Teks yang diberikan:

Mereka mengajukan uji materi secara formil, yakni pengujian terhadap proses pembentukan Undang-Undang. Secara garis besar, ada tiga poin yang tak sejalan dalam syarat pembentukan UU dalam UU KPK. 

Pertama, proses pembahasan dilakukan secara terburu-buru, UU tak masuk prolegnas tapi tiba-tiba muncul. Kedua, pembahasannya tak melibatkan konsultasi publik. 

Bahkan, daftar inventaris masalah UU tidak diperlihatkan kepada KPK sebagai stakeholder utama. Ketiga, soal naskah akademik yang tidak pernah diperlihatkan ke publik. 

"Amar putusan, mengadili dalam provisi menolak permohonan provisi para pemohon, dalam prokok permohonan menolak permohonan para pemohon untuk seluruhnya," kata ketua MK Anwar Usman di Gedung MK sambil mengetuk palu, Selasa, 4 Mei.

Majelis hakim berpendapat permohonan para pemohon tidak beralasan menurut hukum untuk seluruhnya. Kemudian, Hakim MK Wahiddudin Adams memiliki pendapat berbeda (dissenting opinion) perihal permohonan formil uji materi UU KPK.

Catatan yang diberikan:
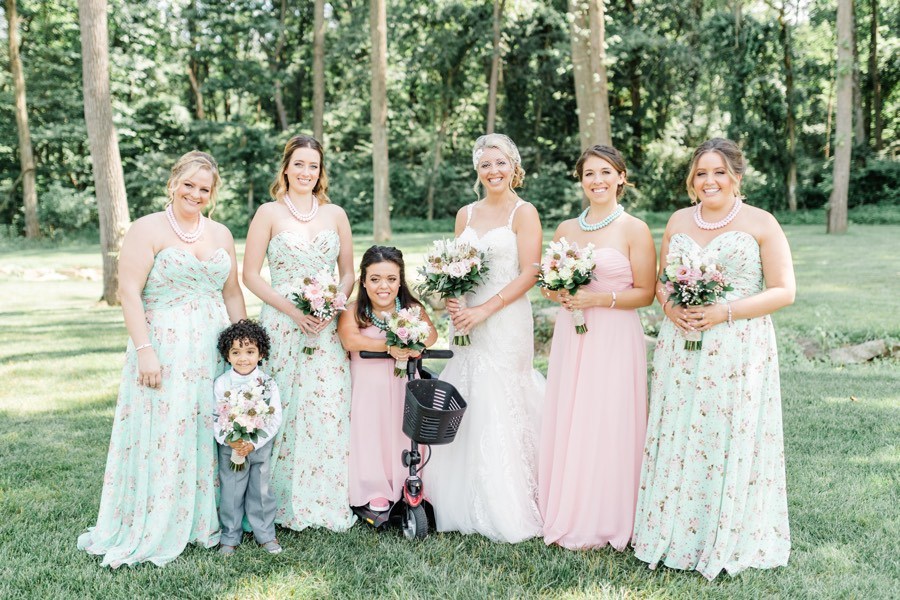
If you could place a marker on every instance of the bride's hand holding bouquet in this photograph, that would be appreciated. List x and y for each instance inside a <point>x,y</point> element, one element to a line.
<point>452,270</point>
<point>565,268</point>
<point>696,283</point>
<point>321,298</point>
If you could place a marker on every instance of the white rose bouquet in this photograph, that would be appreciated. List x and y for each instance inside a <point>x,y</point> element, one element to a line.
<point>406,329</point>
<point>243,412</point>
<point>694,279</point>
<point>453,269</point>
<point>565,266</point>
<point>321,297</point>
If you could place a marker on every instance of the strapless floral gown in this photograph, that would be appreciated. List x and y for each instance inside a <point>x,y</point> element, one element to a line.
<point>310,467</point>
<point>159,490</point>
<point>712,493</point>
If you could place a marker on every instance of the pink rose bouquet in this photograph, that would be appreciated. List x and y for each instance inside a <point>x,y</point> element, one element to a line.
<point>694,279</point>
<point>321,297</point>
<point>242,413</point>
<point>565,266</point>
<point>406,329</point>
<point>453,269</point>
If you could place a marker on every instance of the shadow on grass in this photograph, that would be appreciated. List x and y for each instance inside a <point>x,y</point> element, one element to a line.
<point>52,474</point>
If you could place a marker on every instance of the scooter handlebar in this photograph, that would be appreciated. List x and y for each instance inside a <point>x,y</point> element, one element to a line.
<point>425,354</point>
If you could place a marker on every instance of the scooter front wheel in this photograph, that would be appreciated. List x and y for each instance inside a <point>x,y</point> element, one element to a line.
<point>415,523</point>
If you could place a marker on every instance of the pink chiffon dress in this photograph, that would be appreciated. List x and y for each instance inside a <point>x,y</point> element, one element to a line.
<point>376,427</point>
<point>595,420</point>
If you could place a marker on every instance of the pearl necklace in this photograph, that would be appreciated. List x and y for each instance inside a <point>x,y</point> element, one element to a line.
<point>698,218</point>
<point>585,226</point>
<point>382,323</point>
<point>297,214</point>
<point>187,238</point>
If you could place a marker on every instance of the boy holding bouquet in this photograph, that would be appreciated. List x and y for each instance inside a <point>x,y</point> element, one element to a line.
<point>248,415</point>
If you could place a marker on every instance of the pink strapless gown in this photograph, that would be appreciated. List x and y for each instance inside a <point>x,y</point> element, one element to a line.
<point>595,420</point>
<point>376,428</point>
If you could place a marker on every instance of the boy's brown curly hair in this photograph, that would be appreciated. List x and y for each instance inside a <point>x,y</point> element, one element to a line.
<point>245,329</point>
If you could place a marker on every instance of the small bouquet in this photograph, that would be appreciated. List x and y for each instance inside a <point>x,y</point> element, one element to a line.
<point>242,413</point>
<point>566,266</point>
<point>321,297</point>
<point>694,279</point>
<point>453,269</point>
<point>406,329</point>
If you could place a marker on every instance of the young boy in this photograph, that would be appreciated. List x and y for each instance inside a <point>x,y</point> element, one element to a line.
<point>246,492</point>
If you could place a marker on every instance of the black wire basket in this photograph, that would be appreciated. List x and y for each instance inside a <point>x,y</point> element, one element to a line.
<point>432,411</point>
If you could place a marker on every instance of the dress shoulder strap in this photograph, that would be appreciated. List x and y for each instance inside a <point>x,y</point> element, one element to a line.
<point>469,213</point>
<point>512,213</point>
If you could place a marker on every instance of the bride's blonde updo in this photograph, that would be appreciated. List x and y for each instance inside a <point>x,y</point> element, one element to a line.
<point>505,145</point>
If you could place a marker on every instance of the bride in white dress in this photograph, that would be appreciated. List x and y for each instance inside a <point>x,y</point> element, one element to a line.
<point>485,481</point>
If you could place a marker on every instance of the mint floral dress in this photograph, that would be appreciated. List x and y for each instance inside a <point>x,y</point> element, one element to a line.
<point>159,490</point>
<point>310,468</point>
<point>712,492</point>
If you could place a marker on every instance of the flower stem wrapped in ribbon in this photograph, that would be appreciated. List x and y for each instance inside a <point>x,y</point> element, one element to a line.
<point>242,414</point>
<point>406,329</point>
<point>321,297</point>
<point>565,266</point>
<point>694,279</point>
<point>453,269</point>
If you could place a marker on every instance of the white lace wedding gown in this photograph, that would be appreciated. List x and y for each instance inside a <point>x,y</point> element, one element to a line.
<point>486,480</point>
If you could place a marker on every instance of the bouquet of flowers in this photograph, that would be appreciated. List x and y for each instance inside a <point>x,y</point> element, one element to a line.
<point>565,266</point>
<point>694,279</point>
<point>453,269</point>
<point>406,329</point>
<point>242,413</point>
<point>321,297</point>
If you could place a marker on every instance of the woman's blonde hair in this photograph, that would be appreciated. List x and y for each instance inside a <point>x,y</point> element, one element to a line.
<point>505,145</point>
<point>186,166</point>
<point>281,185</point>
<point>732,157</point>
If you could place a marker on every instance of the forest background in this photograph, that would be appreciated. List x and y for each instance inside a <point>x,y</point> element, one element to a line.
<point>235,78</point>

Instruksi tertulis 1:
Jawablah pertanyaan berikut berdasarkan teks tentang uji materi UU KPK.
(a) Uji materi jenis apa yang diajukan para pemohon, dan apa yang diuji di dalamnya?
(b) Pada hari dan tanggal berapa ketua MK membacakan amar putusan?
(c) Siapa hakim MK yang memiliki pendapat berbeda (dissenting opinion)?
Instruksi tertulis 2: Kutiplah dengan persis bagian teks tentang uji materi UU KPK yang dimulai dengan "Pertama, proses pembahasan" dan berlanjut sampai "materi UU KPK.".

Jawaban lengkap 1:
(a) Para pemohon mengajukan uji materi secara formil, yaitu pengujian terhadap proses pembentukan Undang-Undang.
(b) Amar putusan dibacakan pada hari Selasa, 4 Mei.
(c) Hakim MK yang memiliki pendapat berbeda adalah Wahiddudin Adams.

Jawaban lengkap 2:
Pertama, proses pembahasan dilakukan secara terburu-buru, UU tak masuk prolegnas tapi tiba-tiba muncul. Kedua, pembahasannya tak melibatkan konsultasi publik. 

Bahkan, daftar inventaris masalah UU tidak diperlihatkan kepada KPK sebagai stakeholder utama. Ketiga, soal naskah akademik yang tidak pernah diperlihatkan ke publik. 

"Amar putusan, mengadili dalam provisi menolak permohonan provisi para pemohon, dalam prokok permohonan menolak permohonan para pemohon untuk seluruhnya," kata ketua MK Anwar Usman di Gedung MK sambil mengetuk palu, Selasa, 4 Mei.

Majelis hakim berpendapat permohonan para pemohon tidak beralasan menurut hukum untuk seluruhnya. Kemudian, Hakim MK Wahiddudin Adams memiliki pendapat berbeda (dissenting opinion) perihal permohonan formil uji materi UU KPK.